===== Extracted data

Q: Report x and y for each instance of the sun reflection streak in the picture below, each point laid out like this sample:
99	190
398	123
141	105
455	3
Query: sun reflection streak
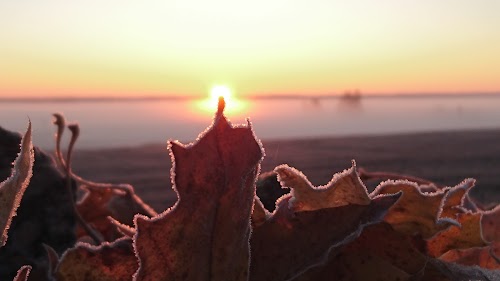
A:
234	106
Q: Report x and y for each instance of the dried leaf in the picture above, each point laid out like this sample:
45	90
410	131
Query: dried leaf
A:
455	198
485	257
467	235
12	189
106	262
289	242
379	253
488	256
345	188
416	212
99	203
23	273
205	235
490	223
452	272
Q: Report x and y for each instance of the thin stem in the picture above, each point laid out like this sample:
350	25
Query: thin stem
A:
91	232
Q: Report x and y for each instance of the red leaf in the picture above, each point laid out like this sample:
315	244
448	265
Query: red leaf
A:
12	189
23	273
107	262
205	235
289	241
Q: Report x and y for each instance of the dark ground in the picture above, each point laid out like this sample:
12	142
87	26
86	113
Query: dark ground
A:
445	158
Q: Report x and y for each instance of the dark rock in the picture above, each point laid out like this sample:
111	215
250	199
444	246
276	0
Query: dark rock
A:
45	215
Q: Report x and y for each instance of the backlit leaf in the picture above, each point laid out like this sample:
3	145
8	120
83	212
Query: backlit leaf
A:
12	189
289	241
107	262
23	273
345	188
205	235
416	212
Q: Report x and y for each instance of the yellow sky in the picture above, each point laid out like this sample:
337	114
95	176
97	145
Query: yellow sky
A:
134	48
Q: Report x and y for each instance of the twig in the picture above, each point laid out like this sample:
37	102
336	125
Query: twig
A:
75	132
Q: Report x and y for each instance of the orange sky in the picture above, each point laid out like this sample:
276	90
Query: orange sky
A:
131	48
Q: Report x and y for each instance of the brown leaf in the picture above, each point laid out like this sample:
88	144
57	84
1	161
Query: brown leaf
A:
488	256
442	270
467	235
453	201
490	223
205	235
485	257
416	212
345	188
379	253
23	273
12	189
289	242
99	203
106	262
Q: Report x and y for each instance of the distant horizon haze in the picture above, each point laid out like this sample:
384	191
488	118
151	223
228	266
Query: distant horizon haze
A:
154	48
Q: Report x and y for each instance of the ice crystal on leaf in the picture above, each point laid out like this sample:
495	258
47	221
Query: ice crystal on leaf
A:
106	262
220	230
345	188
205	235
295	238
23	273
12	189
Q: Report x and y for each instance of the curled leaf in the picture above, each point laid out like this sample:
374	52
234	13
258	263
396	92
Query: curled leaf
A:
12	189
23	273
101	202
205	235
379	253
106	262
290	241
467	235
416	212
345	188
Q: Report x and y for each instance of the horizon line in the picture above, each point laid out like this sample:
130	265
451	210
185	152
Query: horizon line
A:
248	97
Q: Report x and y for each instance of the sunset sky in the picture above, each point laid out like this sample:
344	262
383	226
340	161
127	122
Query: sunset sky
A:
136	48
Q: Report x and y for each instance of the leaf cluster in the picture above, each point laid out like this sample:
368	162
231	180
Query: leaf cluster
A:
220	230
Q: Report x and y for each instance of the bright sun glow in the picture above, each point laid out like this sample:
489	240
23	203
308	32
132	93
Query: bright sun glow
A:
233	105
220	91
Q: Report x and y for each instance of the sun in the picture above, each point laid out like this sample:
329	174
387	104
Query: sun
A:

==========

Reproduce the rows word for word, starting with the line that contains "Q: Report x and y for each instance of the sunset" and going on through the final line of the rows.

▶ [Task answer]:
Q: Report x and y for each instance of the sunset sky in the picture above, each point laid out like this sample:
344	262
383	226
340	161
127	122
Query: sunset sky
A:
136	48
Q: Report x and y for each instance of the leaf cluster in the picture above, each point laid out like this sample:
368	162
231	180
Query: leaf cluster
A:
220	230
Q: Report x and y for each instance of the bright sun glow in the picture above, each point laid out like this sample:
489	240
23	203
308	32
132	93
Query: bright sun glow
A:
233	105
220	91
Q: Report x and y for each instance of the sun in the picture above, each point laid out like this sample:
329	174
387	104
Query: sun
A:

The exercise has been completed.